■ **What you need to do**: Copy the listing below word for word, leaving out the pictures.

● ● ● ●

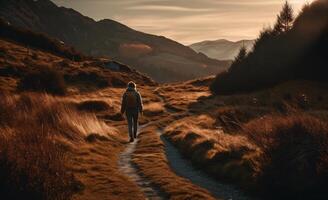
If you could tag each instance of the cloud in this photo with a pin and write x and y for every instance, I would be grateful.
(167, 8)
(188, 21)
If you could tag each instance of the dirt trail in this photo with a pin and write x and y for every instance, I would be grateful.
(128, 168)
(181, 167)
(184, 168)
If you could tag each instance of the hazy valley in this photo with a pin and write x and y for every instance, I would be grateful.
(255, 130)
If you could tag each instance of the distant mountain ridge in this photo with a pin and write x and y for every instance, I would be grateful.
(163, 59)
(221, 49)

● ● ● ●

■ **Correct response**:
If you could tag each instance of the cloud in this photo with a pin and write x and y for every instance, I would be grateful.
(167, 8)
(188, 21)
If you could tag each instance of the dirt trail in this photo with a pin and write x and y for every instance, I would be grateful.
(128, 168)
(181, 167)
(184, 168)
If you could tag each instance of the hazy valley in this photo with a pin and write x and y for every instance, I would be grateful.
(255, 130)
If you could tag each instance of the distant mountain ridge in this photo with a pin and write x and y for every instance, I would be grateful.
(163, 59)
(221, 49)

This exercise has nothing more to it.